- _TAREFA_
Por favor, escreva a continuação do texto sobre informações de saúde na internet, começando logo depois da última frase apresentada.

- _TEXTO EM ESTUDO_
Ele aponta que a internet se revelou uma ferramenta importante para a manutenção da saúde das pessoas. Um dos benefícios é que a rede incentiva a mudança de comportamento. “Existe um longo período entre o momento em que alguém obtém uma informação e aquele em que promove uma mudança em seus hábitos, e a internet contribui para acelerar esse processo”. Infelizmente, nem sempre de forma positiva, uma vez que a internet oferece também informações fraudulentas e mal intencionadas. Além disso, é um meio de grande visibilidade para a propaganda de empresas farmacêuticas, o que a maioria das pessoas não sabe identificar. Desse modo, muitos sites defendem o uso de alguns medicamentos que podem ser prejudiciais à saúde humana. Há ainda outras questões, segundo Pereira Neto. “Um dos sites que analisamos, por exemplo, defendia e incentivava a anorexia, com dicas de como ficar mais magra e esconder os hábitos estranhos dos pais”, diz.

 

O objetivo dos pesquisadores é fornecer um selo de qualidade para os sites. Segundo Pereira Neto, a ideia não é censurar as informações, mas apenas certificar e indicar os sites mais adequados. Para descobrir se as informações têm qualidade ou não, serão usados na análise três tipos de indicadores: de conteúdo, ou seja, a atualidade da informação; de navegabilidade, que significa saber se o site é lento ou mal diagramado; e do usuário, em que os próprios pacientes vão poder opinar sobre a legibilidade da informação.

 

Além dos pacientes, Pereira Neto alerta que há médicos, com formação mais precária, que também costumam recorrer à internet para tirar suas dúvidas. Essa situação levou os pesquisadores a buscarem uma parceria com a Federação Nacional dos Médicos (Fenam). “Pretendemos fazer uma seleção de sites para os médicos, principalmente, aqueles que não sabem ler em inglês e, portanto, não têm acesso a publicações especializadas, o que é uma realidade no Brasil”, observa.

As avaliações ainda não tiveram início, mas Pereira Neto diz que a seleção dos sites analisados será feita de acordo com os mais acessados, ou seja, os que aparecem na primeira página de busca pelo Google. “Uma pesquisa apontou que a maioria das pessoas não passa da primeira página”, diz.

 

Mais usuários a cada dia

 

Hoje, a maioria dos usuários que consultam sites sobre saúde são mulheres entre 30 e 40 anos, com acesso à internet no trabalho. “No entanto, os jovens também têm participado ativamente de discussões em comunidades virtuais, principalmente em sites de relacionamento, onde podem trocar experiências com pessoas da mesma idade”, conta. No Orkut, existem comunidades do tipo “Tenho diabetes, e daí?”, “Quem eu amo tem diabetes”, “Prevenções às DST’s”, “Amigos da tuberculose”, entre outras.

- _DADOS REGISTRADOS_
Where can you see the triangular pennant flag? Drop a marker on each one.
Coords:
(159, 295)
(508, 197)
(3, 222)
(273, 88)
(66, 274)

- _ÁREA DE RESPOSTA_
Nos fóruns dessas comunidades virtuais, os usuários tratam principalmente de experiências pessoais a respeito dos efeitos de determinados medicamentos, do atendimento nos hospitais, tipos de tratamento, entre outros temas relacionados à doença. Para Pereira Neto, que defende a decisão compartilhada entre o médico e o paciente, é importante que o paciente tenha consciência do tratamento e do remédio que está tomando.

 

Tradicionalmente, o médico era o único detentor das informações. Hoje, se ele não se mantém atualizado sobre as novidades na internet, corre o risco de perder a confiança dos pacientes conectados com a rede. C.R., que preferiu não se identificar, é técnica em enfermagem e faz tratamento para depressão há mais de dez anos. “Gosto de trocar ideias com o médico e colocar a minha opinião, sem fazer simplesmente o que ele quer”, diz. Frequentemente, ela busca novos remédios e experiências de outras pessoas em sites que considera confiáveis. “Se percebo que o médico está receitando um medicamento muito antigo, reclamo ou troco de médico”, conta.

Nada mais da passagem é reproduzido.